#### Problems and tasks:
[1] In the continuous deployment thread, which kinds of PR tests must pass in an identical pre-live environment?
[2] Reproduce the continuous deployment thread between "I realized I've" and "organisation to walk.", inclusive.

#### Passage given:
::::
What do you think of Continuous Deployment, where you push code to main and, if the tests pass, that code is automatically deployed to production?
I realized I've been running a whole bunch of my own smaller projects that way for several years now and I absolutely love it, and now default to it for everything I build
@simon Tried it, like it, have two teams building platforms for a large UK government department that treat continuous deployment as the paved path on which we encourage the rest of the organisation to walk.
@simon It Depends. If you’ve got a test suite you trust, and the tooling to handle database migrations and feature flagging it’s great. Ship early, ship often.
If you don’t have those things you’re in for a whole world of pain.
@simon Initially I did CD where we built all of the code (into containers) but it didn’t trigger the rollout until I manually approved. Over time that actually became a burden and it never actually stopped me from making a mistake (if the tests pass, I assume everything works, I wouldn’t magically find another bug). So now everything automatically rolls out on a merge to main. I love it!
@simon Depends:
- Stateful application with database migrations: I want manual deploys
- Stateless applications: Continous deployment can work!
- Modules published to eg npm: Want to reduce noise by batching into mindful batches through manual deploys
@simon at work, we have devel, testing, staging, stable branches for the critical stuff, and for non-critical stuff we'll do a PR to test changes (PRs also build packages that can be deployed easily to devices), and once we're happy it's merged and deploys to production automatically. But, yes, everything builds a new package of some sort, and once something merges into stable branch, it goes into production automatically.
@simon for the last couple of real products I've worked on, either (a) paying customers thought we were deploying too often *already* or (b) additional testing on Physical Hardware was needed before actual production, even after engineering signoff. (At least we had "all tests pass before you can land on main" anyway, there, but software-only tests weren't enough.)
@simon we even do it (to the closest approximation) for our iOS app at my day job. Trunk based dev and If it’s in main it will be in the store within in a couple of days.
@simon Great for small projects.
On very large scale projects you should still do it but decouple deployment from release; i.e. feature flags, canaries, rolling deploys, etc. Database migrations are Very Hard and we start to get into record versioning and checklists to ensure reverts are safe.
Medium size projects have all the problems, but do not justify the fancy tooling so 🤷🏻♂️?? I tentatively think staging envs are a waste of time but YMMV
@simon i had it while on an AWS team and it was amazing. i thought all teams should operate like that. since then, i’ve hated the open source tooling so much, i never want to see CD again…but it really was well done at Amazon
@simon yoloing things into production goes against everything i stand for today
im on team slow roll - gradual deployments done one at a time are the way to go usually
@simon yes, but not main. Main is the gathering point. Anything merged into main (without loud announcements in the dev channel) is ready to go to prod, where it is deployed from
@simon We do that on a number of systems in our team but with the important conditions that:
- All new code is via human-reviewed PRs
- All PRs tests (unit & E2E) must pass in an identical pre-live env
Only when both of those are true is it possible to merge and auto-deploy. (we run the same tests in pre-live and live deploys too as a double check in case anything changed between PR and merge).
::::
#### Supplied data:
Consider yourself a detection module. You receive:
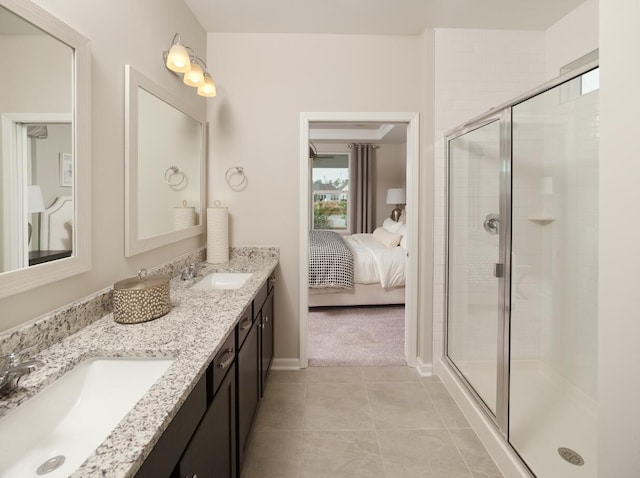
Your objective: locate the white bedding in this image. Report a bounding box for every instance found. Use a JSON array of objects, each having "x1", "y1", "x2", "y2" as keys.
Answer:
[{"x1": 343, "y1": 234, "x2": 407, "y2": 289}]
::::
#### Written responses:
[1] Unit and E2E tests.

[2]
I realized I've been running a whole bunch of my own smaller projects that way for several years now and I absolutely love it, and now default to it for everything I build
@simon Tried it, like it, have two teams building platforms for a large UK government department that treat continuous deployment as the paved path on which we encourage the rest of the organisation to walk.